[begin STORED DATA]
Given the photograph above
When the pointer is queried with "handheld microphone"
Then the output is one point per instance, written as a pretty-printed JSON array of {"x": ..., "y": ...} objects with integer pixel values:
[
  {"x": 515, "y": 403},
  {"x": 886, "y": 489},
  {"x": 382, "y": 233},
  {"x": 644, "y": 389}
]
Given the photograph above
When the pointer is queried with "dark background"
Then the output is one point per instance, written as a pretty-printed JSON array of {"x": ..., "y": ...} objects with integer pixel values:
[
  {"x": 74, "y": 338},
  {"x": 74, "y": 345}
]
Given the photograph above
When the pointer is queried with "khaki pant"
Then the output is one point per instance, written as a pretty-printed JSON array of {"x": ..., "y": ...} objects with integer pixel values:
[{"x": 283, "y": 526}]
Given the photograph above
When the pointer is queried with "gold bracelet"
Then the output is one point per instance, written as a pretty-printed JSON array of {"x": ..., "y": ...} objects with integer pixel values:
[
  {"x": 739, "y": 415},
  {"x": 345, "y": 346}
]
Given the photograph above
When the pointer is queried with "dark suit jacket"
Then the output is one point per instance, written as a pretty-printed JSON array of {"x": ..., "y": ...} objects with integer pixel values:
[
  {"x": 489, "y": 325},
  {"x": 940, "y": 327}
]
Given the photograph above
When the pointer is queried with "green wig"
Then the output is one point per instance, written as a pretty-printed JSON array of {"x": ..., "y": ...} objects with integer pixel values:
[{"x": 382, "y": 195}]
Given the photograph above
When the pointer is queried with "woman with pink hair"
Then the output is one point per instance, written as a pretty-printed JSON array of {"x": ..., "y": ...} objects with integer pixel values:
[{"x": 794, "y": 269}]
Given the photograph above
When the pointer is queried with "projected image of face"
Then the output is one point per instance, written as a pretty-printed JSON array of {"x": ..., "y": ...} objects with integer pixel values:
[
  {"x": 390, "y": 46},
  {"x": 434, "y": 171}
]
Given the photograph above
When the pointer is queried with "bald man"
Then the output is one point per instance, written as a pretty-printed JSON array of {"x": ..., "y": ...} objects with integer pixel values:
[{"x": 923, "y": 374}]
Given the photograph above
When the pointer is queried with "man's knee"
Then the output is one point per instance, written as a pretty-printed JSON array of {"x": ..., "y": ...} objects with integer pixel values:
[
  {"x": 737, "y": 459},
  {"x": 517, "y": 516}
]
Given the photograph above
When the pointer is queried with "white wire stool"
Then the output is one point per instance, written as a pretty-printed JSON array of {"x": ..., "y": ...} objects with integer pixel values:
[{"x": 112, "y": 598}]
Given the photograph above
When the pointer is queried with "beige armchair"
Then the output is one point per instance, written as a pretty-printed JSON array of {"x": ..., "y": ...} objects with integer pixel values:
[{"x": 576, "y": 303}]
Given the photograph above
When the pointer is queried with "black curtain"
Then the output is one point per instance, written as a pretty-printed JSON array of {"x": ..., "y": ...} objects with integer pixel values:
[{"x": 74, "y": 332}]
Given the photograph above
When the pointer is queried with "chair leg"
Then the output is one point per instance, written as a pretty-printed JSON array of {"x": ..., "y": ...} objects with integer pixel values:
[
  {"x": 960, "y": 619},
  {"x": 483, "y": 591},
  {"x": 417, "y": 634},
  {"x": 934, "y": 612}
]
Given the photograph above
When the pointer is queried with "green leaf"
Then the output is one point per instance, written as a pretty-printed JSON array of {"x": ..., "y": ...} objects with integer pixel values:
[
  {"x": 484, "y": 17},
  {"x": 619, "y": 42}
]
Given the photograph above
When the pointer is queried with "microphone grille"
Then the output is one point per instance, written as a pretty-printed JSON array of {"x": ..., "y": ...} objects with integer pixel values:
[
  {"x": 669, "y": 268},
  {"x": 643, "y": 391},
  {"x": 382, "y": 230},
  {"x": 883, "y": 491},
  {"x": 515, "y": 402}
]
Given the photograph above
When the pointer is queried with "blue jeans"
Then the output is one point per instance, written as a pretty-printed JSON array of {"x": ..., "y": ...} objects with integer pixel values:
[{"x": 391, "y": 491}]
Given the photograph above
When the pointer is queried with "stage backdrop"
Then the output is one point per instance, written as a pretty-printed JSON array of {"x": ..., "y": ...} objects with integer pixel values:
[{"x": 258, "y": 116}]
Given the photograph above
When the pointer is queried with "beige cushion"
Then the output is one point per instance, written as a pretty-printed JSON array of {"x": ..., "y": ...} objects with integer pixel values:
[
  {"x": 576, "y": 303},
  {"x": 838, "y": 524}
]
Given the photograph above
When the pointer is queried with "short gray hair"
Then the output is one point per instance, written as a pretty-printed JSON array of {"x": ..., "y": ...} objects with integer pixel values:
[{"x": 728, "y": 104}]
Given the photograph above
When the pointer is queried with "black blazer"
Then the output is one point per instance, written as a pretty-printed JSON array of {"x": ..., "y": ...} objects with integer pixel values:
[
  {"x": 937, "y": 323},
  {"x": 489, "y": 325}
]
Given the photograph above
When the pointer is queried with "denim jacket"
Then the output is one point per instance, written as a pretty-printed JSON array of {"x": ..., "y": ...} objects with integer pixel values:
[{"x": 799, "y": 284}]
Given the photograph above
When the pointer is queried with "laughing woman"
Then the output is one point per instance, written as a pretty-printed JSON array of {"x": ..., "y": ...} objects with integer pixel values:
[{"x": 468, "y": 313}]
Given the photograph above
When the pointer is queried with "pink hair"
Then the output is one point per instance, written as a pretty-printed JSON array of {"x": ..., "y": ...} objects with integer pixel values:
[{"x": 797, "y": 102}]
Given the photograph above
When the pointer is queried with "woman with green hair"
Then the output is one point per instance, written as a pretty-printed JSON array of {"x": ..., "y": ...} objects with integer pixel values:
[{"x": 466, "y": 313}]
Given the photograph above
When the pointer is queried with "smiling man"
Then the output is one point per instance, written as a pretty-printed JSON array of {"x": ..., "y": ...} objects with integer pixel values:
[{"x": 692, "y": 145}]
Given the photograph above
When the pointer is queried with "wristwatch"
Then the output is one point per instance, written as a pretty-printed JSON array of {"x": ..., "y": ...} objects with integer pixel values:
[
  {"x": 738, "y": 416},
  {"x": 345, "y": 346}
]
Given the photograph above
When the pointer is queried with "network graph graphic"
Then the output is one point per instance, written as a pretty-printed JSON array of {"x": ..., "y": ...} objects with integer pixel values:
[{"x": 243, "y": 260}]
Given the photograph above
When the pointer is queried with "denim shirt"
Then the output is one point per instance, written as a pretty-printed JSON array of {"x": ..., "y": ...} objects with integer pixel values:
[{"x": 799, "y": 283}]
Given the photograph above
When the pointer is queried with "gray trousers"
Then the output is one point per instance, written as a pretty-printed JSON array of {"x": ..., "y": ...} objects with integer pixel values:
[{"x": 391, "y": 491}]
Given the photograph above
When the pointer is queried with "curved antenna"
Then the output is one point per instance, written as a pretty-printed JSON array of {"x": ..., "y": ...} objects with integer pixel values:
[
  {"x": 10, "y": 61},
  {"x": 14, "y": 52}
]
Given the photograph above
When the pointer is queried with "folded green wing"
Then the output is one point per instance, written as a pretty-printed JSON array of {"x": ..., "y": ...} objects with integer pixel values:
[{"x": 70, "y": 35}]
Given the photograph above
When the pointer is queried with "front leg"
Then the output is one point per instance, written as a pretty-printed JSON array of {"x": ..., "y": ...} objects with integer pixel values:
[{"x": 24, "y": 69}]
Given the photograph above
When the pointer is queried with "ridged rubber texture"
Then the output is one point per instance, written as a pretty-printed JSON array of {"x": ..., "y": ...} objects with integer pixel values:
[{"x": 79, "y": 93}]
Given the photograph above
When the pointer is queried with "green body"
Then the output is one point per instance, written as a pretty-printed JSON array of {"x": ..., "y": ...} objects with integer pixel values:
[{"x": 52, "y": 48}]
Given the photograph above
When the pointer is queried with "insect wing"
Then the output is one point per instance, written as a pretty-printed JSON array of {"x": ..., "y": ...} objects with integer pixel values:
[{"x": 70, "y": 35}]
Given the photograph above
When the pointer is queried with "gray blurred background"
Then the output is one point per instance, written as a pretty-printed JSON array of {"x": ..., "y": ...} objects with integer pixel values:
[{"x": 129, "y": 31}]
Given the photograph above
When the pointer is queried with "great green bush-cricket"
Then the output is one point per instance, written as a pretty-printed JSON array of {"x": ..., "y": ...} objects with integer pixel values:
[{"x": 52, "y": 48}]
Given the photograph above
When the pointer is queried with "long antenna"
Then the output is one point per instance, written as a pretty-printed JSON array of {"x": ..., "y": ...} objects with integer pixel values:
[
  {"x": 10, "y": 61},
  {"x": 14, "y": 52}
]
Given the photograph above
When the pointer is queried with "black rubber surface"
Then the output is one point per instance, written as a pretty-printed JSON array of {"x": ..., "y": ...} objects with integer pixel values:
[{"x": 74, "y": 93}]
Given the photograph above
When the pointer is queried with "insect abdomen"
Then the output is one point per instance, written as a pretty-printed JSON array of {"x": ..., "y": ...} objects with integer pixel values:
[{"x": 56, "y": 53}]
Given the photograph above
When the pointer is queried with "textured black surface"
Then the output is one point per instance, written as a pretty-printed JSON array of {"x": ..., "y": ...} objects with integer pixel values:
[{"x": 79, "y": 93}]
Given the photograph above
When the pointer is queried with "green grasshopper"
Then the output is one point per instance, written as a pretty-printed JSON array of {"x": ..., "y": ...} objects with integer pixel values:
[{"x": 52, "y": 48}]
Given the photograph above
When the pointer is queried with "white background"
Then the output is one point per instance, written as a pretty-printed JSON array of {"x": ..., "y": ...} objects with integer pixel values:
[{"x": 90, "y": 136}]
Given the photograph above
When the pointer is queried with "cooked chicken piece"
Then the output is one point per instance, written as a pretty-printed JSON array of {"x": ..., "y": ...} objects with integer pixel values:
[end STORED DATA]
WHAT IS NEEDED
Report every line of the records that contains the word "white", copying each such line in full.

RESULT FOR THIS EXERCISE
When the pointer is queried with "white wire stool"
When the pointer is queried with "white background"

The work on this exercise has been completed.